SELECTED TEXT
--- START ---
The significance of phosphatidylinositol (PI) metabolism lies in its role as a potential transducing mechanism, evident from studies showing hormone and neurotransmitter-induced hydrolysis of PI. The hydrolysis starts with the enzyme PI 4-kinase alpha (PI4Kα) converting PI into PI 4-phosphate (PI4P), which is then converted into PI (4,5) biphosphate (PI(4,5)P_{2} or PIP_{2}) by the enzyme PI 4-phosphate-5-kinase (PI4P5K). PI(4,5)P_{2} is then hydrolysed by phospholipase C (PLC) to form the second messengers inositol (1,4,5) triphosphate (IP_{3}) and diacylglycerol (DG). DG is then phosphorylated to phosphatidic acid (PA) by DG kinase (DGK). PA is also directly produced from phosphatidylcholine (PC) by phospholipase D (PLD). Lipid transfer proteins facilitate the exchange of PI and PA between membranes, ensuring its availability for receptor mechanisms on the plasma membrane, even in organelles like mitochondria incapable of PI synthesis.
--- END ---
ACTIVITY LIST
1. In the passage on phosphatidylinositol metabolism, which enzyme hydrolyzes PI(4,5)P2 to form IP3 and DG?
2. Summarize the passage on phosphatidylinositol metabolism in two sentences.
3. Continue the passage on phosphatidylinositol metabolism from where it stops.

DATA SECTION
--- START ---
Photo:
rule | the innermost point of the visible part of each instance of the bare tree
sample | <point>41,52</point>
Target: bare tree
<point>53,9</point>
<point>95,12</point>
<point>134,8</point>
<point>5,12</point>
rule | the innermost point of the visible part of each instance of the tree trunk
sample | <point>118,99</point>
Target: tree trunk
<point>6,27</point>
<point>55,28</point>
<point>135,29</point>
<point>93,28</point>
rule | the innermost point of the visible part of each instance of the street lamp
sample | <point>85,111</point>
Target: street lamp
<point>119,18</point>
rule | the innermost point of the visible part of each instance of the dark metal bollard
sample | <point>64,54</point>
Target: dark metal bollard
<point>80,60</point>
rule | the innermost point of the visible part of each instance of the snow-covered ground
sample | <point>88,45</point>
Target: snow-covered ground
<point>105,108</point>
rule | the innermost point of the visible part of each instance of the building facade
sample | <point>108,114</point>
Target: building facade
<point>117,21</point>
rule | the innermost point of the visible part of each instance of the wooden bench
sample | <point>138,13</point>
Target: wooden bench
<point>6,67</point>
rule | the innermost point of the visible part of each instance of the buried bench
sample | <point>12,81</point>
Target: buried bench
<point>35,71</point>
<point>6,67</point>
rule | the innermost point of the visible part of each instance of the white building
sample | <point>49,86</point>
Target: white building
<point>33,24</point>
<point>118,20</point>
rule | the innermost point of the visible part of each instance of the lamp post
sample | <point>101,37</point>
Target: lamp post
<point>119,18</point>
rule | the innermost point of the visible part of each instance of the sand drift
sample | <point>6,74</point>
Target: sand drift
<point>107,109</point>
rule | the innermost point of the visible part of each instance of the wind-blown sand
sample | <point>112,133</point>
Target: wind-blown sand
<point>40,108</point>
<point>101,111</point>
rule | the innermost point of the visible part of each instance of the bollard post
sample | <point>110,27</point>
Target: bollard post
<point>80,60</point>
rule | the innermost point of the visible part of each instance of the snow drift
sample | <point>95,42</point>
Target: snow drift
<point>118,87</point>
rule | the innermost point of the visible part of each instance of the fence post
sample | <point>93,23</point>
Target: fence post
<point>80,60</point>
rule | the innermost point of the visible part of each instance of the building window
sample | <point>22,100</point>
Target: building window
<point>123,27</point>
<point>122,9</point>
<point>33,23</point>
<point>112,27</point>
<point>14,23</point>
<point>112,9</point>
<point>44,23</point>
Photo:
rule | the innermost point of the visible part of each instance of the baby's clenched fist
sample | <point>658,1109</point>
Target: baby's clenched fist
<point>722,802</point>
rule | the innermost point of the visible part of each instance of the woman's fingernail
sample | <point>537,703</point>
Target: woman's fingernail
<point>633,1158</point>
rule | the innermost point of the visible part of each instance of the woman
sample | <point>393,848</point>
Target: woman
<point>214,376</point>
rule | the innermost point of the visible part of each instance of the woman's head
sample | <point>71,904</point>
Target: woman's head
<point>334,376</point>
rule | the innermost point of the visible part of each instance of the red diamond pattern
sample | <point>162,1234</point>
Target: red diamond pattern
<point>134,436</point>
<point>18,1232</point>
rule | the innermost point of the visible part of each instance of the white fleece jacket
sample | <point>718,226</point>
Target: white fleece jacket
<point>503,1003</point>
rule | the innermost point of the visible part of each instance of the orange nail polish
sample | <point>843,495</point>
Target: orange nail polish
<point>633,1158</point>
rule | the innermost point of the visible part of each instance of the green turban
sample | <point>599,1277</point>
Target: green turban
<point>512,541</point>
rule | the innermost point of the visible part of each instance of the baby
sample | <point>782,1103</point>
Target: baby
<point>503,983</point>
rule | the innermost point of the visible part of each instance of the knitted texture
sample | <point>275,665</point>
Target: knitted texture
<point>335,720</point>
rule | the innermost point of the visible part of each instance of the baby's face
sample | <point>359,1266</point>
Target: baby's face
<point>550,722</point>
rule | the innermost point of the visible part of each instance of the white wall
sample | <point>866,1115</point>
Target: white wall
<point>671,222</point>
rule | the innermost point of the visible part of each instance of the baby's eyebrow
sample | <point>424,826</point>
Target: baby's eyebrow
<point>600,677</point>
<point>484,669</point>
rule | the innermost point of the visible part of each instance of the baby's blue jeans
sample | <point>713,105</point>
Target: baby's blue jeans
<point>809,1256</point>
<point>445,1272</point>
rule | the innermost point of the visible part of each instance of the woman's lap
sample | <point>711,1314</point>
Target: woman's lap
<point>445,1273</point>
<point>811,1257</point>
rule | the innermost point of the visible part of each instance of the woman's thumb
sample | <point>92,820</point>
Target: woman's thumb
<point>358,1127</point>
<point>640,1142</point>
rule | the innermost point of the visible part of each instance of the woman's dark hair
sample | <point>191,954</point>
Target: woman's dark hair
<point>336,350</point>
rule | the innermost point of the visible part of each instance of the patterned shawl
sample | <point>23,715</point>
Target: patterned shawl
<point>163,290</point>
--- END ---
OUTPUTS IN ORDER
1. Phospholipase C (PLC).

2. Phosphatidylinositol metabolism matters as a possible transducing mechanism: PI is converted to PI4P and then to PI(4,5)P2, which phospholipase C hydrolyzes into the second messengers IP3 and diacylglycerol. Diacylglycerol is phosphorylated to phosphatidic acid, which phospholipase D also produces from phosphatidylcholine, and lipid transfer proteins move PI and PA between membranes so they remain available for receptor mechanisms on the plasma membrane.

3.
===Phosphorylation===
The phosphorylation of PI mainly occurs on the cytosolic-facing surface of cellular membranes by cytoplasmic or peripheral membrane kinases. These phosphate groups can be removed by specific lipid phosphatases. Rare PI derivatives, such as PI(3,4,5)P_{3} or PIP_{3}, are produced transiently in response to growth factor signaling and play important roles in cancer biology when they are dysregulated. Diseases that can be caused by congenital defects in the phosphorylation of phosphotidylinositol include Charcot-Marie-Tooth disease, Lowe's syndrome and certain ciliopathies.